Every line containing "skyscraper" should be copied out. Go through the entries and find them.

**Dataset entries:**
────────────────────────────────────────
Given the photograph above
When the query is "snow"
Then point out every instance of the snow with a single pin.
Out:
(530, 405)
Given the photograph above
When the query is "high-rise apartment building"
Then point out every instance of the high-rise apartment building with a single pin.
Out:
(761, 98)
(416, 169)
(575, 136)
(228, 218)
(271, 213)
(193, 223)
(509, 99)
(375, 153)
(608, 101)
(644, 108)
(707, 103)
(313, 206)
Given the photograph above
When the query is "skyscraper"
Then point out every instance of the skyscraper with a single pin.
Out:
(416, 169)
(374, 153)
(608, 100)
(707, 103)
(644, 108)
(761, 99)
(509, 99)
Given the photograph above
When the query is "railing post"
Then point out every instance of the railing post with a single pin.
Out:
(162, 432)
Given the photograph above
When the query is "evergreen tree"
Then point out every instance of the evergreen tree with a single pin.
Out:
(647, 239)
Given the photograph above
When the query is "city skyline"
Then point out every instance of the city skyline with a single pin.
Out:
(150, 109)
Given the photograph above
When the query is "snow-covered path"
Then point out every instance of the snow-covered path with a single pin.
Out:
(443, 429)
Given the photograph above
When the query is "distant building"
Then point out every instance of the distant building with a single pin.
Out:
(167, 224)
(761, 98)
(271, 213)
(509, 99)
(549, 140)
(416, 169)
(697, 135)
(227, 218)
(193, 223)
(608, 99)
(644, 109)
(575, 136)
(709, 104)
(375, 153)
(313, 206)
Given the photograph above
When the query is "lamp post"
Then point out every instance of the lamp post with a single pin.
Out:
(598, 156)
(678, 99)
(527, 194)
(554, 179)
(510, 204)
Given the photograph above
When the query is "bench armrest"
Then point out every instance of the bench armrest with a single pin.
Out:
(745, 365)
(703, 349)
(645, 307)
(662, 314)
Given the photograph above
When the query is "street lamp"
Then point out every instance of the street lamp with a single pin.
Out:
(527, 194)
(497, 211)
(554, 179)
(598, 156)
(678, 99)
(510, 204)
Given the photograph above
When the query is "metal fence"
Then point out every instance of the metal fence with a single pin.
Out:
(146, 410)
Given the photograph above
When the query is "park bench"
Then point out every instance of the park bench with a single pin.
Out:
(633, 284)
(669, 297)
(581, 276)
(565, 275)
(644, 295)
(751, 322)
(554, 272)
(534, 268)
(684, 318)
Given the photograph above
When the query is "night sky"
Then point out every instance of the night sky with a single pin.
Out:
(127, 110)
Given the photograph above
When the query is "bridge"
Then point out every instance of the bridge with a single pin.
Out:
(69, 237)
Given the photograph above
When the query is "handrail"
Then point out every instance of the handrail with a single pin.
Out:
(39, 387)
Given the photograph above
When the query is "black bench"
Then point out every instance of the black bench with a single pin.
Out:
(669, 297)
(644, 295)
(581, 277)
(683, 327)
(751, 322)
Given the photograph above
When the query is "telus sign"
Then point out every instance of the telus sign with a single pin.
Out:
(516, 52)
────────────────────────────────────────
**Response for this exercise:**
When the query is "skyscraper"
Then point out every instance of the skyscraper with a single pin.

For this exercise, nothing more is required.